Point-per-instance localization data:
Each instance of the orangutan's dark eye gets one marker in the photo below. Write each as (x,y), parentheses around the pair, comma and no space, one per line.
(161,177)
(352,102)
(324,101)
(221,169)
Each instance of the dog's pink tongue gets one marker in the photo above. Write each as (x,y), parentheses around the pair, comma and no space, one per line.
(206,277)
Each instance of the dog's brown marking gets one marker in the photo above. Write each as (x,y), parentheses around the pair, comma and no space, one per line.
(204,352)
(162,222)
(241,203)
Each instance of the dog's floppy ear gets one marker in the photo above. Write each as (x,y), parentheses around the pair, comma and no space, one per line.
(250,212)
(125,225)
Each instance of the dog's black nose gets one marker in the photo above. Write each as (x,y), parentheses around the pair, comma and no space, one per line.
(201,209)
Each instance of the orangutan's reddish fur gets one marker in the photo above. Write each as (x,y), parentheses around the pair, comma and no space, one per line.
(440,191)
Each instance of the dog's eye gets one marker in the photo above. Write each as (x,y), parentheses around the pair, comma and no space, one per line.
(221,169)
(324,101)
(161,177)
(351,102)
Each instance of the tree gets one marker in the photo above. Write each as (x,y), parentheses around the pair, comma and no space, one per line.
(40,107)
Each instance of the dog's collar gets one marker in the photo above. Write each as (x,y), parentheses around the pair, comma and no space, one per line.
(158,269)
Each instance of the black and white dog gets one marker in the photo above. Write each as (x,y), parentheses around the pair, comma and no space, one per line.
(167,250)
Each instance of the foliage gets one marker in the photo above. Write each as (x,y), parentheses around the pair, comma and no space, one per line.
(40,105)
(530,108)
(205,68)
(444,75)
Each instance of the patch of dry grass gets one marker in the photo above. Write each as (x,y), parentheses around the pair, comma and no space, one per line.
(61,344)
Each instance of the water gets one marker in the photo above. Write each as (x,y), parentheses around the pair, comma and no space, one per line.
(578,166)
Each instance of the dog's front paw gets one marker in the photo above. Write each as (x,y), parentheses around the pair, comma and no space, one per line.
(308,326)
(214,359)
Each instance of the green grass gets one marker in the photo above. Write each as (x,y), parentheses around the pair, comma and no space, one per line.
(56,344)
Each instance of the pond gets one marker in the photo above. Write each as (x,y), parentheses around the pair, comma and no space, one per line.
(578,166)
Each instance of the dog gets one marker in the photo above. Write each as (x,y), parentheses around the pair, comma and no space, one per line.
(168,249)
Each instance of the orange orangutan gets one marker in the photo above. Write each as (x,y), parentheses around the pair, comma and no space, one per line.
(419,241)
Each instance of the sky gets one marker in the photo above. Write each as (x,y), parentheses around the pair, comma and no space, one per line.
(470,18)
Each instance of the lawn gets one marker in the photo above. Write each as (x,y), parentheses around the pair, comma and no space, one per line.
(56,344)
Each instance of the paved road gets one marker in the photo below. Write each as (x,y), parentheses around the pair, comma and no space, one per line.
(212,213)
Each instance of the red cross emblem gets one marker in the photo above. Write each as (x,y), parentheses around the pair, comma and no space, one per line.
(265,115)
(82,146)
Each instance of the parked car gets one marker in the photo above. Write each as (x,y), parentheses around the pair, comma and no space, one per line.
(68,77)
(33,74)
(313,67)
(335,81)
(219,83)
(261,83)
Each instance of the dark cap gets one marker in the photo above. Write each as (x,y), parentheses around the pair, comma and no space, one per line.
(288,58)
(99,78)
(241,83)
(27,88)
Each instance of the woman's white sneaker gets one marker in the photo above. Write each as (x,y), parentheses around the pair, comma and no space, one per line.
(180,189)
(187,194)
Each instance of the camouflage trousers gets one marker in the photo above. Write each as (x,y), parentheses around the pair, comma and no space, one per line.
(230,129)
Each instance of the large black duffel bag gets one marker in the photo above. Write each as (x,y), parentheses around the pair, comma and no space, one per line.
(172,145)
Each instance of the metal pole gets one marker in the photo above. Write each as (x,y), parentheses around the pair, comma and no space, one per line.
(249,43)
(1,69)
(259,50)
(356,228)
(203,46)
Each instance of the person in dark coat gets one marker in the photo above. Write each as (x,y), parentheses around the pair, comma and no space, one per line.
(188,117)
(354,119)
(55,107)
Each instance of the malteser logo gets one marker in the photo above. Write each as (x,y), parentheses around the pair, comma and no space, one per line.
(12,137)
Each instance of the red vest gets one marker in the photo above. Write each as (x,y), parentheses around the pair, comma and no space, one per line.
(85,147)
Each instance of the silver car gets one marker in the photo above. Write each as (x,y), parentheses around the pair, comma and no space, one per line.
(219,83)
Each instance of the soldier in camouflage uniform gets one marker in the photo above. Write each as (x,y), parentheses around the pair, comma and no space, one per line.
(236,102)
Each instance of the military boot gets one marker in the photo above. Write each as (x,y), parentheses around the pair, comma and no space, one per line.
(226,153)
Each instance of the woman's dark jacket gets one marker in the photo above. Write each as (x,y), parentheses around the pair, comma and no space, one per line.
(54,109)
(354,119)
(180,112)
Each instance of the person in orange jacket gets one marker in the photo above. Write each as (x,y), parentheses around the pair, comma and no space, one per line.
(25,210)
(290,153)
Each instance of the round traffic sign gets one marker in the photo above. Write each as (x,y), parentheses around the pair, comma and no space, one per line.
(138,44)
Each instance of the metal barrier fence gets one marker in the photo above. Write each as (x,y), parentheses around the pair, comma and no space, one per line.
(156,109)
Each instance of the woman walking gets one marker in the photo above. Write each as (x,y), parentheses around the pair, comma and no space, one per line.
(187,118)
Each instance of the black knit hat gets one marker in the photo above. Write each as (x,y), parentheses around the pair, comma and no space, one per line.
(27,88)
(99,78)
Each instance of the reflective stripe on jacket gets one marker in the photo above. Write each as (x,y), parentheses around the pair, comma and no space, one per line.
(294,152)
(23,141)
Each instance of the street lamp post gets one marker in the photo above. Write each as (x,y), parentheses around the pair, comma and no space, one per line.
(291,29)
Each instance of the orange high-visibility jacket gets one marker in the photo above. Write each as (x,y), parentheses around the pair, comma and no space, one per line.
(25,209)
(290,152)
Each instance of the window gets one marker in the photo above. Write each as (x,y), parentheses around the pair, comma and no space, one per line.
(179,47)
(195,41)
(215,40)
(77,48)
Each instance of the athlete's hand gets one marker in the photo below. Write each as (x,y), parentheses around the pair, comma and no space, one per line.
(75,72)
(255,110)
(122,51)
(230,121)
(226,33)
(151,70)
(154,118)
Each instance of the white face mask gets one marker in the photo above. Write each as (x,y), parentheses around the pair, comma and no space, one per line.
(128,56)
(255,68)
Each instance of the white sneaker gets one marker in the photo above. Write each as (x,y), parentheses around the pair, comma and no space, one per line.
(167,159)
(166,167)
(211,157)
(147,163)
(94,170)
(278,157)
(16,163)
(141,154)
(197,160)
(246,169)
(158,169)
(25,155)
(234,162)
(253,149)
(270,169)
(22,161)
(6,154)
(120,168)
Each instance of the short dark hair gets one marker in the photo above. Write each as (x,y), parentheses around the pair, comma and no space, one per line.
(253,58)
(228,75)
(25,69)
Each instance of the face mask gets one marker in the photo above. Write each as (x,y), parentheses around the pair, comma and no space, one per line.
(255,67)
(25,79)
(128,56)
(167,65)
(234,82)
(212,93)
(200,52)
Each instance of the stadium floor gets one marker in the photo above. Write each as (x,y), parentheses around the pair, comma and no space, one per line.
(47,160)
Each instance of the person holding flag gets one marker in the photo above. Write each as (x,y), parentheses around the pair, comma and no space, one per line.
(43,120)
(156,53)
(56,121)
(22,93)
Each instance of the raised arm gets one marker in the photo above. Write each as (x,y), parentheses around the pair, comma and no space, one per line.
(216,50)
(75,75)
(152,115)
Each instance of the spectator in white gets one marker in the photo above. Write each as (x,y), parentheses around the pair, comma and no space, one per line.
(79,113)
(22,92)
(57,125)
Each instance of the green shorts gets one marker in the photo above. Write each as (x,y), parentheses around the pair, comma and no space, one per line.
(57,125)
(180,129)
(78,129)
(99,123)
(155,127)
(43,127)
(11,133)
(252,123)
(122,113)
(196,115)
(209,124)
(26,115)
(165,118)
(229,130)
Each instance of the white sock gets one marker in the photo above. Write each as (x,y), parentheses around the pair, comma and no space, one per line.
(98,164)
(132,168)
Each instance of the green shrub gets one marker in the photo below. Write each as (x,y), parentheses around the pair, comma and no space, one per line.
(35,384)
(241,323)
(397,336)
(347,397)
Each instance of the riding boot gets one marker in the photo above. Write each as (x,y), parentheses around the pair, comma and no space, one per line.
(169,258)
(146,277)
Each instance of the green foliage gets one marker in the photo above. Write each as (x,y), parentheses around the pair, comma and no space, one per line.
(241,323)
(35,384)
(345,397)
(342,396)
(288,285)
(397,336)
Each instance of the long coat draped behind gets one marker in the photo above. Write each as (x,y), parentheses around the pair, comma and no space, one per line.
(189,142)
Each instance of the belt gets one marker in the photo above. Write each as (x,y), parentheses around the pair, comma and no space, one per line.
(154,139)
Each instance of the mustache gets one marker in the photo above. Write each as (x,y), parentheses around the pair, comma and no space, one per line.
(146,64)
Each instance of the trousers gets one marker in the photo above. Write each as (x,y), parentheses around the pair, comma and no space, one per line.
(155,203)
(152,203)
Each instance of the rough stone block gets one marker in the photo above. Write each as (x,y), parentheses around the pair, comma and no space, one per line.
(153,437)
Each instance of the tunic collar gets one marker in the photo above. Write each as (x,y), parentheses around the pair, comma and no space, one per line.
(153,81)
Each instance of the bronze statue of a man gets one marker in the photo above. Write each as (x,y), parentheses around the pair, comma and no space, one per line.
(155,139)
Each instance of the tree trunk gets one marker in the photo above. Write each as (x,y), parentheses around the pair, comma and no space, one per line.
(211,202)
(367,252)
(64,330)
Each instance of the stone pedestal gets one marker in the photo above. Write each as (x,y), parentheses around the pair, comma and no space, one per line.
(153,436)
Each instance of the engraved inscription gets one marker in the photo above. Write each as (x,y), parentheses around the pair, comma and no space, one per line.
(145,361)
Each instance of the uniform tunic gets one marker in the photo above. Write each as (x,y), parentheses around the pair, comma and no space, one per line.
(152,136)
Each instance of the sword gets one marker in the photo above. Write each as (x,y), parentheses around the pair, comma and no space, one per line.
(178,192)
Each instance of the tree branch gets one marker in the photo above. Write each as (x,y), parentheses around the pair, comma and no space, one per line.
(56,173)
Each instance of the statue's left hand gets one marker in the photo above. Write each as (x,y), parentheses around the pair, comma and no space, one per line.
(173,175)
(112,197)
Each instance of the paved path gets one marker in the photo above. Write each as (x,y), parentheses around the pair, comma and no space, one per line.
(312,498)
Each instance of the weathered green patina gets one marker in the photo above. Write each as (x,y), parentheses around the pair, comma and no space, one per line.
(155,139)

## Required work
Keep only the lines from the one containing "Each instance of the tree trunk" to the end of the entries, and repeat them exactly.

## Answer to this task
Each instance of the tree trunk gets one marker in the photo above. Write each as (x,y), parentheses around the pair, comma and no space, one per line.
(211,202)
(367,252)
(64,330)
Each instance of the stone pedestal gets one marker in the photo above. Write each as (x,y), parentheses around the pair, comma and no space, one per line.
(153,436)
Each instance of the engraved inscription gets one marker in the photo above. Write each as (x,y), parentheses around the pair, comma and no space, one per line.
(145,361)
Each instance of the uniform tunic gets one marker in the photo above. Write each as (x,y), parentheses around the pair, comma and no space, one per line.
(152,136)
Each instance of the sword gets one marker in the photo above. Write each as (x,y), parentheses around the pair, comma and no space, one per line.
(178,192)
Each instance of the tree branch gets one marker in the photo above. Write each as (x,y), parentheses around the pair, comma and no space, one per line.
(56,173)
Each instance of the statue's left hand gets one marker in the photo above. Write each as (x,y), parentheses around the pair, comma and no space, one per line.
(173,175)
(112,197)
Each instance of the paved path gets one marker in the photo above. Write each as (x,y), parentheses around the pair, comma and no space, one per line.
(312,498)
Each instance of the weathered green patina gets one marker in the photo above. Write each as (x,y), parentheses around the pair, comma and no space, one per line.
(155,139)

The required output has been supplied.